__WORK TO DO__
State how many of the lines below contain the word "instance". Reply with the number alone.
— BEGIN —
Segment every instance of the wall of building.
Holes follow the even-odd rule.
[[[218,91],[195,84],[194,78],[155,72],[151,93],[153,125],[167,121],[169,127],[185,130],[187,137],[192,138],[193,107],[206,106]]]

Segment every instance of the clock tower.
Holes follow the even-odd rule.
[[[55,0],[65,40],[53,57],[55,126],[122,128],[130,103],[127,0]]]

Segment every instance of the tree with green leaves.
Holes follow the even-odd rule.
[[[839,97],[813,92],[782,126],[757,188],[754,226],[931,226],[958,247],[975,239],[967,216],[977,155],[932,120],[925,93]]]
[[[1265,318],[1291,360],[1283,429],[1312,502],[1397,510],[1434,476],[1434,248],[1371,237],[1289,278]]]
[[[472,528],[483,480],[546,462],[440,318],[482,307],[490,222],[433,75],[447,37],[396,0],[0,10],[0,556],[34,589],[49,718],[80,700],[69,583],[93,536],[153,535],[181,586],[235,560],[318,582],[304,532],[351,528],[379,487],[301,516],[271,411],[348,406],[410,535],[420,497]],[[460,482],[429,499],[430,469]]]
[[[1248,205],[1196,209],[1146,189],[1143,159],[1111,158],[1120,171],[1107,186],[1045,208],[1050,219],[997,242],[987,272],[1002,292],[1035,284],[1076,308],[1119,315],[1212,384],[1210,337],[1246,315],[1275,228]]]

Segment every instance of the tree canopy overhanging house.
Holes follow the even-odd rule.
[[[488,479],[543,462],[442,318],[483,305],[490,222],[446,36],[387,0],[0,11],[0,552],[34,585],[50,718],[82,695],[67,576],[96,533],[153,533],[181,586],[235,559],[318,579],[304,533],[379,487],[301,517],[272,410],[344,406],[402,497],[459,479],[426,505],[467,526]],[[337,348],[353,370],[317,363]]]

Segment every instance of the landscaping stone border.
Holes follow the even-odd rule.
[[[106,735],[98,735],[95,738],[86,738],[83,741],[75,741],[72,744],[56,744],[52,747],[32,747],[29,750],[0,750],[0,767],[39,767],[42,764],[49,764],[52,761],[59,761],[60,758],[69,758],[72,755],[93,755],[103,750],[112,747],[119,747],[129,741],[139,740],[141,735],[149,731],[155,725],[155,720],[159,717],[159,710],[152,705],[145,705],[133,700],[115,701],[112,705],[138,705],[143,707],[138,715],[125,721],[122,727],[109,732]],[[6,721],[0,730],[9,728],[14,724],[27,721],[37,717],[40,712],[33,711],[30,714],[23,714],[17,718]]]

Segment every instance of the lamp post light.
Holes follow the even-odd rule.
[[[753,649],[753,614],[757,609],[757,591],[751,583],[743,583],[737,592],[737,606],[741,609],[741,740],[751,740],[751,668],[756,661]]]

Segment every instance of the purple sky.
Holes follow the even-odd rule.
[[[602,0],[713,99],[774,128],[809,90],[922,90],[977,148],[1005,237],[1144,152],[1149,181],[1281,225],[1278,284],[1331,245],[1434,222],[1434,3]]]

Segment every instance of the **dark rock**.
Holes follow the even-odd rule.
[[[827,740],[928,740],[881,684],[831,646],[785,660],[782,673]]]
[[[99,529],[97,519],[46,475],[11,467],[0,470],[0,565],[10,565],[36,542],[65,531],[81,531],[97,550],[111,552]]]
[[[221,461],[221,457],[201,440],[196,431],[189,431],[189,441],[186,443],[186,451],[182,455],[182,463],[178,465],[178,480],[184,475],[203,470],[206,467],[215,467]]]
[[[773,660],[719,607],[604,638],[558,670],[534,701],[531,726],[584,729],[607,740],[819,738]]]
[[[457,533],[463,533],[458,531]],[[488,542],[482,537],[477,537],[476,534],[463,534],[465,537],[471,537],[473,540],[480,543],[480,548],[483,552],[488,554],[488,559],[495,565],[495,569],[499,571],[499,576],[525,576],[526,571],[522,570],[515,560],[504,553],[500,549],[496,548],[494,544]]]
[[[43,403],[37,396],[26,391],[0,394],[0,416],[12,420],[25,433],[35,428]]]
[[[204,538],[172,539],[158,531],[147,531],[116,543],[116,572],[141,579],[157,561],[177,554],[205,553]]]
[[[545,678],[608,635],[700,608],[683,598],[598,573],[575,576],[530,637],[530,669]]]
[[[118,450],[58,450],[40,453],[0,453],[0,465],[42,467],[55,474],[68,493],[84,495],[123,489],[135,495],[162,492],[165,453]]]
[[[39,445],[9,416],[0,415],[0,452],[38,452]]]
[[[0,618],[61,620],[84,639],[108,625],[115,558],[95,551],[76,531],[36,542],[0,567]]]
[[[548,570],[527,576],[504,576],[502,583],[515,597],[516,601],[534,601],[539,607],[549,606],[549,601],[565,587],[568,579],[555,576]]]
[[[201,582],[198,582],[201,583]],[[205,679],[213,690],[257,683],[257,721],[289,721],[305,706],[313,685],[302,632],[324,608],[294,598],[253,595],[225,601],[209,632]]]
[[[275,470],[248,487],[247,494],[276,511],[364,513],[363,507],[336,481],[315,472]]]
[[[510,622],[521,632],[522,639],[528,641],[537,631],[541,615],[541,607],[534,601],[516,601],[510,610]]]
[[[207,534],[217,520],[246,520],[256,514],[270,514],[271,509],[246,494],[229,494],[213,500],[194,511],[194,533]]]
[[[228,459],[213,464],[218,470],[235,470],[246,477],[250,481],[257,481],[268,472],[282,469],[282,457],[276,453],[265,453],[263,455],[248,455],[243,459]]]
— END —
__WRITTEN ANSWER__
8